__Task requirements__.
Every single entry must be restated word for word.

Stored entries
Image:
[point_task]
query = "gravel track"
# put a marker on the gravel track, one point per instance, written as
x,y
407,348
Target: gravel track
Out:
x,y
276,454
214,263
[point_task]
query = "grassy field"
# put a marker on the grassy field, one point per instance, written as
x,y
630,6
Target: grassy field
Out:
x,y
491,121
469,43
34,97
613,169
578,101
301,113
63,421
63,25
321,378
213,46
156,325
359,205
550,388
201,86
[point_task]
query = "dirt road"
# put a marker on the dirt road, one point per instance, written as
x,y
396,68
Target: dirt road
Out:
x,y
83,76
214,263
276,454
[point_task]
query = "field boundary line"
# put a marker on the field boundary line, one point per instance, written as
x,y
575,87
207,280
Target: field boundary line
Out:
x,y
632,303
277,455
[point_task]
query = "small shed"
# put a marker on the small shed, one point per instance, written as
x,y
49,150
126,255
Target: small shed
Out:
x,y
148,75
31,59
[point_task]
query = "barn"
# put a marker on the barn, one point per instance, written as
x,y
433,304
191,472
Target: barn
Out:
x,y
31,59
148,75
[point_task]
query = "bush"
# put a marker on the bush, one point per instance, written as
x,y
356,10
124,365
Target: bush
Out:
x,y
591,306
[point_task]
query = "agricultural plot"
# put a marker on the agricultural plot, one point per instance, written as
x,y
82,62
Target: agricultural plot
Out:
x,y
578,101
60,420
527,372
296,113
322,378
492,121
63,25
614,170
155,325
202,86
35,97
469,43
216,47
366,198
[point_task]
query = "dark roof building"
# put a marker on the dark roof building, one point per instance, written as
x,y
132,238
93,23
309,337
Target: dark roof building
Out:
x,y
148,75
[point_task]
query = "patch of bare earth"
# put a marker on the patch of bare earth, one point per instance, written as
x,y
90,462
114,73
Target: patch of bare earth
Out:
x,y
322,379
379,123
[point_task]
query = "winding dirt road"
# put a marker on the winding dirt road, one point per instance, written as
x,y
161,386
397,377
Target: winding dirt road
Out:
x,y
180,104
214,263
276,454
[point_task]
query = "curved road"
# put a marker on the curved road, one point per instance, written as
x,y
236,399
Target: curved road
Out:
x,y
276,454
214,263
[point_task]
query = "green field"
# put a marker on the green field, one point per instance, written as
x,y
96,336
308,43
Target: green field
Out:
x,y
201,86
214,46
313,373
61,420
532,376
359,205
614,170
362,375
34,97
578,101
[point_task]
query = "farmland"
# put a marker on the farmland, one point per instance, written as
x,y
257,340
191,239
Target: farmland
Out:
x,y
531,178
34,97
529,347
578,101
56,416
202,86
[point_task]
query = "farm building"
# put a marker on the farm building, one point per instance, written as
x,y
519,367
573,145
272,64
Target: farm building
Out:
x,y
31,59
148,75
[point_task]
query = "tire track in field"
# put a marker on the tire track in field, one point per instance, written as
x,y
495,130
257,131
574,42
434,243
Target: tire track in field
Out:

__Task result__.
Image:
[point_task]
query = "gravel track"
# put a marker on the gravel track, one point per instance, written as
x,y
407,348
Target: gravel track
Out:
x,y
276,454
214,263
[point_task]
query = "grassy field"
# put a marker on the grassy field, one point per instance, written as
x,y
630,6
Target: grassy field
Out:
x,y
491,121
469,43
34,97
613,169
578,101
301,113
63,421
63,25
321,378
213,46
156,325
359,205
550,388
201,86
[point_task]
query = "dirt road"
# put a marker on the dirt road, one point per instance, written as
x,y
396,68
Target: dirt road
Out:
x,y
83,76
214,263
276,454
[point_task]
query = "field boundary line"
# put a marker on the field boundary line, one point per instance, written as
x,y
575,87
207,280
Target: field boundary line
Out:
x,y
632,303
277,455
[point_task]
query = "small shed"
# put a marker on the small shed, one point per instance, written as
x,y
49,150
126,255
Target: small shed
Out:
x,y
148,75
31,59
[point_task]
query = "barn"
# put a marker on the barn, one point per instance, written as
x,y
433,304
191,472
Target: barn
Out:
x,y
31,59
148,75
[point_task]
query = "bush"
# put a marker on the bush, one point per instance, written as
x,y
356,10
124,365
Target: bush
Out:
x,y
591,306
[point_task]
query = "agricultural plot"
# put a marker on the agricultural plot, one point per instance, written as
x,y
82,62
Target: agricultural plot
Out:
x,y
578,101
60,420
527,372
296,113
322,378
492,121
63,25
614,170
155,325
202,86
35,97
469,43
216,47
366,198
[point_task]
query = "dark roof building"
# put a marker on the dark roof building, one point per instance, written as
x,y
132,238
93,23
309,337
Target: dark roof building
Out:
x,y
148,75
[point_task]
query = "patch of bare earth"
# put a marker on the patch of bare earth, one point per instance, written as
x,y
90,462
114,73
Target: patch of bare earth
Out:
x,y
322,379
379,123
[point_task]
query = "winding dirt road"
# put a marker on the winding dirt road, one point per instance, written as
x,y
161,386
397,377
Target: winding dirt road
Out:
x,y
180,104
214,263
276,454
[point_task]
query = "curved road"
# put a marker on the curved road, one point per instance, written as
x,y
236,399
Target: curved road
Out:
x,y
276,454
214,263
[point_task]
query = "green field"
# put a marker on the green field, one point per instance, written as
x,y
96,336
308,43
Target: green field
Out:
x,y
201,86
214,46
313,373
61,420
532,376
359,205
614,170
362,375
34,97
578,101
[point_task]
query = "farmland"
# put a marker on the farmland, one point per instance, written as
x,y
257,340
191,239
Target: farmland
Out:
x,y
531,178
34,97
529,347
578,101
56,416
202,86
[point_task]
query = "farm building"
# put a marker on the farm building, one point per instance, written as
x,y
519,367
573,145
272,64
Target: farm building
Out:
x,y
31,59
148,75
[point_task]
query = "tire track in field"
# put a marker on the tire track in field, one point per instance, written as
x,y
495,130
257,131
574,42
434,243
Target: tire track in field
Out:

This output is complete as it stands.